→ Study text:

*** Block opens ***

Psalm 62:6–14; Jonah 63:1–5, 10; I Corinthians 7:29–31; Mark 1:11–20

For the form of this world is passing away. I want you to be free from anxieties
–I Cor. 7:31b – 32a

In advance of my taking time away from my duties and obligations for and on behalf of St. James, I had set out for myself a reading list which, now in retrospect, could have been the core for a graduate seminar. And during the weeks of my staycation, I read a lot, but I did not complete the self-proposed/self-imposed syllabus.  I did not come anywhere close.  No longer was I the graduate student or young professor, able to take shelter in the quiet halls and libraries of the academy.

Life intruded itself.  The pandemic did not recede from my consciousness, for I received calls from kin and friends alike who shared with me the condition of family members.  A priestly colleague telephoned to ask my prayers for his own ministry, for he was concerned that he could not do more to assist members of his congregation whose immediate lives, although free of Covid-19 infection, have been upturned due to financial instability caused by the seemingly never-ending pandemic.  And as was appropriate, my telephone rang from parishioners within our own community.  I honored the request of a graduate student to write a recommendation on her behalf to a Business School, and gave ear to another student, a young man who needed a sounding board for his further graduate education.  Life was and is to be lived, and matters of importance are not to be postponed until a more convenient time.  I complained not; I regretted nothing.

While on staycation, I had not read in advance the lectionary for this third Sunday of Epiphany.  However, having now done so, I wish that I had [done so earlier], for I must give the apostle Paul his due.  St. Paul articulates for his readers—and, in hindsight, for me—the need to slow down.  “I want you to be free from anxieties,” writes Paul.  Paul admonishes that we should ‘listen to what God is saying to God’s people.’  As I composed the syllabus for my staycation, I failed to build in “down time,” failed to anticipate the rejuvenation that proceeds from taking long walks—yes, in the cold of New England—and from sitting before my fireplace and just watching for hours the play of the flames.  This unplanned activity distracted me from my reading list.  This same distractive activity of seemingly doing nothing, so I now believe, freed my mind and my spirit to allow the Divine Spirit to reclaim its central role.

*** Block closes ***

→ Problems to work on:
a. According to the sermon, what did the writer fail to build into the syllabus for the staycation?
b. Carry the sermon on past its last sentence.

→ Supplied information:
*** Block opens ***

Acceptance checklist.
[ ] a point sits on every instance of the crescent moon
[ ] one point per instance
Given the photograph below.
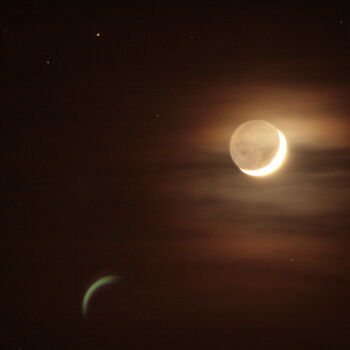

*** Block closes ***

→ Answers to the exercises:
a. "Down time."

b.
As was often true in my previous academic life, so did my self-imposed reading list get altered.  Not knowing why, as I stood one afternoon before my bookshelves, I retrieved from my collection a small volume that I had read before.  I took a seat before the fireplace.  The book opened to a letter, which I began to re-read.  It was none other than the “Letter from a Birmingham Jail,” written 16 April 1963 by Dr. Martin Luther King, Jr., while he was incarcerated by the authorities of that city for exercising a right established in the Constitution of the United States of America—the right to assemble and to seek redress for morally bankrupt laws.  I read this short epistle prior to the attempted, but thwarted, coup by terrorists in our National Capitol, and likewise prior to remembering that the federal holiday in commemoration of his work to unite our country was on our calendar.  “Letter from a Birmingham Jail” was in response to the critique of clergy who had deemed King’s activities, although nonviolent and non-destructive, as “unwise and untimely.”

As I re-read Dr. King’s rebuttal, I did this time what I had not done before, but what I often typically did with my personal books as a graduate student or professor: I highlighted phrases that struck me as true and as relevant today, as in Dr. King’s own day.  And I repeat: As I read, I did not anticipate the attempt by terrorists to overturn our government.

I share now some of the prescient words of Dr. King with you.

Injustice anywhere is a threat to justice everywhere.”

Anyone who lives inside the United States can never be considered an outsider anywhere within its bounds.”

“… time itself is neutral, it can be used either destructively or constructively… We must use time creatively, in the knowledge that time is always ripe to do right.”

“Jesus Christ was an extremist for love, truth and goodness, and thereby rose above his environment.”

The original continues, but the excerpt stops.